■ **Trecho da fonte**:
* * * *
Cuesta afirma que cumpre leis nacionais e internacionais com “gestão sólida e estratégica”, admite que detém a maior receita entre os clubes do país e, principalmente, conta com a força de um conglomerado que inclui veículos de mídia (RCN Television, Radio, Cine e Novelas, entre outras), fabricantes de bebidas, empresas de agroindústria e automóveis, além de esportes (como o próprio Nacional) e grandes parceiras multinacionais.

Com essa força financeira e Cuesta na presidência nos últimos seis anos, o Nacional conquistou nove títulos (sendo cinco Ligas Nacionais, duas Copas da Colômbia e duas Superligas), finalizou e inaugurou um CT de US$ 3 milhões (cerca de R$ 10 milhões) e viu saltar a receita anual de US$ 8 milhões para US$ 25 milhões. Pode-se dizer que o Verdolaga, time de maior torcida da Colômbia, é a “empresa” mais popular do grupo. É nesta empresa que Cuesta está inserido.

Ele recebeu a equipe do Globo Esporte em sua sala na sede administrativa do Nacional, em Itagüi, cidade da região metropolitana de Medellín.

GloboEsporte.com: Qual foi a grande qualidade deste Nacional na formação do time que é apontado, agora, como candidato ao título?
Juan Carlos de la Cuesta:
É bom saber que estamos sendo reconhecidos, é gratificante para o nosso plantel. Ter o Atlético Nacional nesta fase da Libertadores e entre os favoritos é uma honra para os jogadores e para o corpo técnico. Creio que o segredo foi ter feito um direcionamento, uma planificação estratégica que serviu para orientar todo o trabalho. Procuramos ter o máximo de transparência possível para atrair a torcida e construirmos o melhor do futebol com uma seleção de bons jogadores e com um corpo técnico competente. Essa metodologia de trabalho é a base de tudo.

 Estamos trabalhando há mais ou menos dois anos com este objetivo (conquistar a Libertadores).
Juan Carlos de la Cuesta,
presidente do Atlético Nacional

O técnico Reinaldo Rueda diz que desde o início do ano a prioridade estabelecida foi a Libertadores.
Sim, estamos trabalhando há mais ou menos dois anos com este objetivo porque conquistamos este título há muito tempo (em 1989) e creio que é o que querem todos os torcedores do clube. E acreditamos que podemos atingir agora, apesar de sabermos bem que vamos enfrentar um grande São Paulo de um treinador vitorioso, que sabe jogar este tipo de competição.
* * * *
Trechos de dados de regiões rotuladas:
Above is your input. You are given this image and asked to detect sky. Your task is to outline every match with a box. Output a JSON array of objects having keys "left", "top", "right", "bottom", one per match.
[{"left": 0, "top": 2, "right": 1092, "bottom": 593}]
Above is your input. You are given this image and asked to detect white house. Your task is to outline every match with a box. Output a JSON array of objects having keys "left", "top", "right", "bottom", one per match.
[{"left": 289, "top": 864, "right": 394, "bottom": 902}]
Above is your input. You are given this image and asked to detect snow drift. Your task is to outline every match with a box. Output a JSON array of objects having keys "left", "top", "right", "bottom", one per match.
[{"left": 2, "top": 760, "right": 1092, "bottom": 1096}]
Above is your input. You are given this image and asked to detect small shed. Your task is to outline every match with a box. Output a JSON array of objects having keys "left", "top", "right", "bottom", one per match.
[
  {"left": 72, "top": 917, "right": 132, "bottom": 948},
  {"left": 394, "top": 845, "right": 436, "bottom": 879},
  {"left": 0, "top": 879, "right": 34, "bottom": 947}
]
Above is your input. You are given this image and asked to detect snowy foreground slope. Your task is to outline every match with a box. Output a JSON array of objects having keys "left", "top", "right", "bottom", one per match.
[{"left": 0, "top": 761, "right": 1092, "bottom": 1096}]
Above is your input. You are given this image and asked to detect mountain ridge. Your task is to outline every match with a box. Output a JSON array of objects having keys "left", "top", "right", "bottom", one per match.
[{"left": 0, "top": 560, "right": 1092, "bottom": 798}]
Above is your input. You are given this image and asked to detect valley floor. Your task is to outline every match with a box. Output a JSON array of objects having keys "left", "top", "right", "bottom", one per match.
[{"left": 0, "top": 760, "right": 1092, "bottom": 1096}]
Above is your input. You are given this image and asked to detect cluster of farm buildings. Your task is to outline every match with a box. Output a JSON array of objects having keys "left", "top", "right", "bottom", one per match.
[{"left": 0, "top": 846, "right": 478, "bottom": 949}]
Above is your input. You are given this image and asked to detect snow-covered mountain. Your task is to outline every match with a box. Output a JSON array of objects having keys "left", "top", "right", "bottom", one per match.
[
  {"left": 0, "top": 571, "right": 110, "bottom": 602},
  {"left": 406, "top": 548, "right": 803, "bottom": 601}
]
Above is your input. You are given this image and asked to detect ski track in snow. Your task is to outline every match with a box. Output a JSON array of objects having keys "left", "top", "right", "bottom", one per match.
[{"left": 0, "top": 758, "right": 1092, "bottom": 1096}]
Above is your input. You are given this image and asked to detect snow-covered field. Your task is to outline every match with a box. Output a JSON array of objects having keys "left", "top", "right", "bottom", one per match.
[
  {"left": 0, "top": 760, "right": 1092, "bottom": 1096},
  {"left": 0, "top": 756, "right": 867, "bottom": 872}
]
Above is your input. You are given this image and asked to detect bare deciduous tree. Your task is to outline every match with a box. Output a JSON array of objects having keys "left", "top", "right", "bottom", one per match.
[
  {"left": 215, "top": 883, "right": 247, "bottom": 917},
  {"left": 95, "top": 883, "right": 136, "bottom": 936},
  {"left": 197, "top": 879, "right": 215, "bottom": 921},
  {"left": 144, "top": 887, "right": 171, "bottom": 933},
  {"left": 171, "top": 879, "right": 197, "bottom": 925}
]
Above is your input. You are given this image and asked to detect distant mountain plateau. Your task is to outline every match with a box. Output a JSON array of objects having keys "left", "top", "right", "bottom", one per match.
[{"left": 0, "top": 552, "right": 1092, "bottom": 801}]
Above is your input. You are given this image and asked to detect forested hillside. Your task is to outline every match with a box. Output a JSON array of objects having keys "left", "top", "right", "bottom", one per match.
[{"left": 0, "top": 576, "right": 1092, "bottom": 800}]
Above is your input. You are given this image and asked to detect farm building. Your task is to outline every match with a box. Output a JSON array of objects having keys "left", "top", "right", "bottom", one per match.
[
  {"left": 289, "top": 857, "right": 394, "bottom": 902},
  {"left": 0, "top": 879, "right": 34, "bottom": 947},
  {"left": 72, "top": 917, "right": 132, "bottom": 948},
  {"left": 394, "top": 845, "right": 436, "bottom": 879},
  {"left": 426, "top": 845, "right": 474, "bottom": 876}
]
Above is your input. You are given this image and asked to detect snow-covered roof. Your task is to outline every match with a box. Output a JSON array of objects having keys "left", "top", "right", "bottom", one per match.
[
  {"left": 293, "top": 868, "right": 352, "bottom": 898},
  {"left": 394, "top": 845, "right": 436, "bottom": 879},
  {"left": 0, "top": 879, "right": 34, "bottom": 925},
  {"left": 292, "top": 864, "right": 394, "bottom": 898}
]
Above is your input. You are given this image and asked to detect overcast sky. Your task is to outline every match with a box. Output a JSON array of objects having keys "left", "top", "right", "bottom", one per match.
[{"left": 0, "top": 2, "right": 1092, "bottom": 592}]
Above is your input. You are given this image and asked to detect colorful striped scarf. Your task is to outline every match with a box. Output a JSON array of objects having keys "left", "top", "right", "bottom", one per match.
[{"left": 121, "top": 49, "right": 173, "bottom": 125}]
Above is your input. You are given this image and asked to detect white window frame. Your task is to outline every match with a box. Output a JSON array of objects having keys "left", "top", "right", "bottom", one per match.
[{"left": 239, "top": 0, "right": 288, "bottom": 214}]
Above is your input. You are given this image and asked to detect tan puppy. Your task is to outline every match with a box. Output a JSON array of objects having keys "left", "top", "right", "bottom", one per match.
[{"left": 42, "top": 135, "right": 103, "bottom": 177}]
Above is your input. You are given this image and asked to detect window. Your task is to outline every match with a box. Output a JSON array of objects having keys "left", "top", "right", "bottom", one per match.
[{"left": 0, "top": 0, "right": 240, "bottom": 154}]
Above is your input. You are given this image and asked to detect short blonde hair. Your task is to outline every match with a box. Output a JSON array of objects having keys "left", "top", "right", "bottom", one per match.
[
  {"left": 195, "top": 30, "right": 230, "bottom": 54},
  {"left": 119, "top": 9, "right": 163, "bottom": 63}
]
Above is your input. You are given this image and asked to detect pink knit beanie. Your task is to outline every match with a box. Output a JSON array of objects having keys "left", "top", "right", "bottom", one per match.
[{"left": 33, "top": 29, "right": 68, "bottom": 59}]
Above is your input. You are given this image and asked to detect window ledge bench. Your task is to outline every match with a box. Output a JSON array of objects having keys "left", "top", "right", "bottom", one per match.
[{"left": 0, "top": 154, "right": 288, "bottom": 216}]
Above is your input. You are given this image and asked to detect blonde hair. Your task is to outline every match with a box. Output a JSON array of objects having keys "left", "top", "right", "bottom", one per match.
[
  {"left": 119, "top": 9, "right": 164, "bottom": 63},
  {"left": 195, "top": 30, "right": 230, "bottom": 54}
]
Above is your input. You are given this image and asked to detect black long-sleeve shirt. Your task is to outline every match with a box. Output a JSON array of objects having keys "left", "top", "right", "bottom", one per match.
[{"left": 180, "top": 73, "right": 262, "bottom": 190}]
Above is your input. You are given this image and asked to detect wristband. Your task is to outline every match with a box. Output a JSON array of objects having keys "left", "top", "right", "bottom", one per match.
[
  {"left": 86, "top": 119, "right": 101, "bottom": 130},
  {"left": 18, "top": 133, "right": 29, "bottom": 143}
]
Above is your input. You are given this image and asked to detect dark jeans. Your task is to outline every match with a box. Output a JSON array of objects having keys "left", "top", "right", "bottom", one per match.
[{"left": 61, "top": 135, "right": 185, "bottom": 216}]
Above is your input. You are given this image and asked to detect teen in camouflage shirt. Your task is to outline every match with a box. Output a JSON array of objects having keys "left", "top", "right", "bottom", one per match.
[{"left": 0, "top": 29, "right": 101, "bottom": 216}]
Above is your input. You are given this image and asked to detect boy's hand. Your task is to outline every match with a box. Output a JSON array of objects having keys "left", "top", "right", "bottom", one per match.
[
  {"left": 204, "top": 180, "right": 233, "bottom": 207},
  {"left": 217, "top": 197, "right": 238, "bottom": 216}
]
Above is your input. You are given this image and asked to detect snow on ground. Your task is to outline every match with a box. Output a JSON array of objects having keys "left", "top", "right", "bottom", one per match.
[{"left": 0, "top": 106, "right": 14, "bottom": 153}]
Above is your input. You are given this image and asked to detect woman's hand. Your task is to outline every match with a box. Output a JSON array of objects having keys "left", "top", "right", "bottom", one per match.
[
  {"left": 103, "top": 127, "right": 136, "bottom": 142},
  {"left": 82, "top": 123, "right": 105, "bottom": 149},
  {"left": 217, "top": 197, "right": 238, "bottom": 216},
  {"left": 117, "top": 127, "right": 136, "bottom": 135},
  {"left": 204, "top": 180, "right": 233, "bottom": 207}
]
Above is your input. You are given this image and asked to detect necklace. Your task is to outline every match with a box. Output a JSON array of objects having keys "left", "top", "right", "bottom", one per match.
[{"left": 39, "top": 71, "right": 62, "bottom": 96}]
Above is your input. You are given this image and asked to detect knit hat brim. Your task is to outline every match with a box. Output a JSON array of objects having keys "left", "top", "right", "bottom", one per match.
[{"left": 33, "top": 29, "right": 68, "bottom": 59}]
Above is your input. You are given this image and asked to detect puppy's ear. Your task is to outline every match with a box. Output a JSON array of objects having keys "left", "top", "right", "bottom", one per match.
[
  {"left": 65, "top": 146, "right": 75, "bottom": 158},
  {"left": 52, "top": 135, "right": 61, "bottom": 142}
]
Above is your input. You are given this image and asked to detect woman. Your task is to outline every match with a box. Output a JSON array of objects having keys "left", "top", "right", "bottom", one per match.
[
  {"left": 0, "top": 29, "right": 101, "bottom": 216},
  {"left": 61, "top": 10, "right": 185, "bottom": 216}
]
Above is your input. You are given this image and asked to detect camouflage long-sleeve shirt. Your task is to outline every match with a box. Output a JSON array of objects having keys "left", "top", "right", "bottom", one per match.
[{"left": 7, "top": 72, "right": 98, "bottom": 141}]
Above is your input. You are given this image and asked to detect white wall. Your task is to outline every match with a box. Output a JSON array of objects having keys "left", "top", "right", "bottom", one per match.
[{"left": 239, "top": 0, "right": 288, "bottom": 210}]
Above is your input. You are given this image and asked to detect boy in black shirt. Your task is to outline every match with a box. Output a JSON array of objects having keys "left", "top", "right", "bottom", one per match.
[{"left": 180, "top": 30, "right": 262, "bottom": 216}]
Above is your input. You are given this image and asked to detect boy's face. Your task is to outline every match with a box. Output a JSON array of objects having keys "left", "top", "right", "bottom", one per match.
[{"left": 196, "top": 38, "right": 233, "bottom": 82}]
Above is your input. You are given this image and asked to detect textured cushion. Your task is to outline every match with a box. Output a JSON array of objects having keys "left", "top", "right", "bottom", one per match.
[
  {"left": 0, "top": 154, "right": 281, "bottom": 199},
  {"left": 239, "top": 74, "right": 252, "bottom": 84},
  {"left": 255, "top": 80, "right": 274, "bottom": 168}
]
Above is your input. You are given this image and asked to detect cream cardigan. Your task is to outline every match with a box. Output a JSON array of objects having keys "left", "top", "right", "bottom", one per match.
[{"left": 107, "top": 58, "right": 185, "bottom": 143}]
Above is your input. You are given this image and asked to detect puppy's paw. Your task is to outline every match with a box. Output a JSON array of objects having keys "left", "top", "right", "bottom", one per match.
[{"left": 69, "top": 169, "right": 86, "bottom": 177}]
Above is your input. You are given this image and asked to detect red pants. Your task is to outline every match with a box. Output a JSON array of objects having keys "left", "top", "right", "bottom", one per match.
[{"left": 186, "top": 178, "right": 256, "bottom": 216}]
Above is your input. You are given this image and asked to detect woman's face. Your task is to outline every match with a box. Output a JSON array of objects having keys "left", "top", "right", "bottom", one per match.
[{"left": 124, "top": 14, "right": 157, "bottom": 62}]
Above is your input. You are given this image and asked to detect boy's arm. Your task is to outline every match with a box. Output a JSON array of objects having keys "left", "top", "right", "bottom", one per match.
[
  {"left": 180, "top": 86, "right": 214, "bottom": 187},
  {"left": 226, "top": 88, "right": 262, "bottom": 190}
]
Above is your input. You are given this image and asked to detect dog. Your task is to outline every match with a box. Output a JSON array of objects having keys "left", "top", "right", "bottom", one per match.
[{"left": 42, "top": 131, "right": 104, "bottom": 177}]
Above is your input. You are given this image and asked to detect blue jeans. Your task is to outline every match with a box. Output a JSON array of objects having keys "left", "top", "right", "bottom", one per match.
* * * *
■ **Pedido 1**:
Quantos títulos o Nacional conquistou nos seis anos de Cuesta na presidência, segundo o trecho?
■ **Pedido 2**:
Por favor, transcreva literalmente do trecho tudo o que vai de "Com essa força" até "metropolitana de Medellín.".
As linhas não têm nenhuma relação com o trecho.

■ **Resultado 1**:
Nove títulos: cinco Ligas Nacionais, duas Copas da Colômbia e duas Superligas.

■ **Resultado 2**:
Com essa força financeira e Cuesta na presidência nos últimos seis anos, o Nacional conquistou nove títulos (sendo cinco Ligas Nacionais, duas Copas da Colômbia e duas Superligas), finalizou e inaugurou um CT de US$ 3 milhões (cerca de R$ 10 milhões) e viu saltar a receita anual de US$ 8 milhões para US$ 25 milhões. Pode-se dizer que o Verdolaga, time de maior torcida da Colômbia, é a “empresa” mais popular do grupo. É nesta empresa que Cuesta está inserido.

Ele recebeu a equipe do Globo Esporte em sua sala na sede administrativa do Nacional, em Itagüi, cidade da região metropolitana de Medellín.